== Excerpt provided ==

Exchange 2003 in SBS 2003: POP3, Queue management (book excerpt)

POP3 Connector

It’s with great pride that the SBS development team created the POP3 Connector that allows external POP3 e-mail to be downloaded on a schedule and “mapped” to an Exchange SMTP account. Translation: You’re using POP3-based e-mail at your ISP today (say my POP3 account of harryb@nwlink.com) and you want that mail delivered seamlessly to your SBS network e-mail (in my case, harryb@nethealthmon.com). It’s the POP3 Connector that facilitates this mapping between disparate e-mail accounts (and account types) and performs the download delivery function.

Configuring the POP3 Connector in SBS 2003 is much simpler than prior SBS 2000 releases, because it’s now got a direct link in the Server Management console! In the Server Management console, click Internet and E-mail under Standard Management. Then select Manage POP3 E-mail followed by a click on the Open POP3 Connector Manager link. The result is displayed in Figure 6-8.

Notes:

Figure 6-8

The POP3 Connector is configured on this property sheet via the Mailboxes and Scheduling. Because it’s not really part of the SPRINGERS storyline, this figure is a simple “look and see.”

== Exercise ==
Carry on the excerpt about the SBS 2003 POP3 Connector above, starting right after its final sentence.

== Material supplied ==
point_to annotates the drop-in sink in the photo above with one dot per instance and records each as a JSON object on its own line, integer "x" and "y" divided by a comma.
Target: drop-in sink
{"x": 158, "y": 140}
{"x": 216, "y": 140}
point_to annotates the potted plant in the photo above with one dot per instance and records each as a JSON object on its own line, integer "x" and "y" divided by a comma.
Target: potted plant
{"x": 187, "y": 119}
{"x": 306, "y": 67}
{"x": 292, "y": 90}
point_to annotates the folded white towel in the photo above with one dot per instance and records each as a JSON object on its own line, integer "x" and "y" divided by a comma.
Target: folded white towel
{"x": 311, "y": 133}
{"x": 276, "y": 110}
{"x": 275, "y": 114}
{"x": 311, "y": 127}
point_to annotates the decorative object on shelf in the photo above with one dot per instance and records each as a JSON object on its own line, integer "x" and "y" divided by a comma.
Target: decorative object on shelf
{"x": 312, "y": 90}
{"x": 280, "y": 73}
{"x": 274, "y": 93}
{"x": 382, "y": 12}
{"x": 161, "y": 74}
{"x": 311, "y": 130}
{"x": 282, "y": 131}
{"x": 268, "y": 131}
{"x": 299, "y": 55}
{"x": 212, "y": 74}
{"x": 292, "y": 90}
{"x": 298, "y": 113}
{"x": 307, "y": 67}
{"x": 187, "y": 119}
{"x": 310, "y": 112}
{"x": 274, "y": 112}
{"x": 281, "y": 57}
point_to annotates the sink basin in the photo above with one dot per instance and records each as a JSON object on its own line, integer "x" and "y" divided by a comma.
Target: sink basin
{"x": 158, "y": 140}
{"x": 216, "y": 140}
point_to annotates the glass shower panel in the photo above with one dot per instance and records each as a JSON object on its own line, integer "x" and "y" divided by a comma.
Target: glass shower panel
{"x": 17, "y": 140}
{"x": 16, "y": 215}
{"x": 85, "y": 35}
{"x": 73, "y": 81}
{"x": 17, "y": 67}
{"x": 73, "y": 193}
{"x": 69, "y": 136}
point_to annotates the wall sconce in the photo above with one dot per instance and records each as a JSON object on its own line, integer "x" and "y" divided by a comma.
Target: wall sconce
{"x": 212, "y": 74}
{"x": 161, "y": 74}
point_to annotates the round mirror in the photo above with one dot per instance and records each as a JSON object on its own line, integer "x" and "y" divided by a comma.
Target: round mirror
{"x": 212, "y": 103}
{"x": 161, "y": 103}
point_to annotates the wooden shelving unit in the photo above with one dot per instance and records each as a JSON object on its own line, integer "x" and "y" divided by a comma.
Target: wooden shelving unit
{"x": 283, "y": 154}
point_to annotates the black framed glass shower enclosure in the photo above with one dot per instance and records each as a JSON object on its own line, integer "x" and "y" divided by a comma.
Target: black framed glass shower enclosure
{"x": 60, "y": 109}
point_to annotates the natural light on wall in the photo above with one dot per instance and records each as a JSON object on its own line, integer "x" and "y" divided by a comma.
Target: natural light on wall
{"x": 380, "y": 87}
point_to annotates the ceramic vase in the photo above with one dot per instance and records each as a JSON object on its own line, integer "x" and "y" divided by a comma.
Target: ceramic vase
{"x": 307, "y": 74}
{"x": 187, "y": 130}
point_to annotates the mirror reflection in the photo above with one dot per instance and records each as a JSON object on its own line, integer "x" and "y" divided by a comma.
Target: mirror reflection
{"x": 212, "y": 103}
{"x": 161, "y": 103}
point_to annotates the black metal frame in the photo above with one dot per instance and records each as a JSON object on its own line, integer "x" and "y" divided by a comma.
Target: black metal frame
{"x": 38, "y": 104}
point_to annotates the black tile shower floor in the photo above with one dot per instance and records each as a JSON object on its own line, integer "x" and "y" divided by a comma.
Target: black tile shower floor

== Answer to this problem ==
BEST PRACTICE: In its heart of hearts, the POP3 Connector is best used as a transition tool to help you migrate your POP3-based e-mail (and associated Internet identity, such as harryb@nwlink.com) to your SBS-based Exchange SMTP e-mail and Internet identity (e.g., harryb@nethealthmon.com). There is much power in having an Internet identity that closely relates to the name of your organization and isn’t a generic e-mail domain name (e.g., JUNO and other large ISP identities). In fact, one of the slides in the Microsoft Partner PPT in late 2003 widely circulated in the public SBS 2003 hands-on labs and other venues cites hosting your own SMTP e-mail as a true benefit to SBS 2003. It’s the POP3 Connector that can help facilitate this transition.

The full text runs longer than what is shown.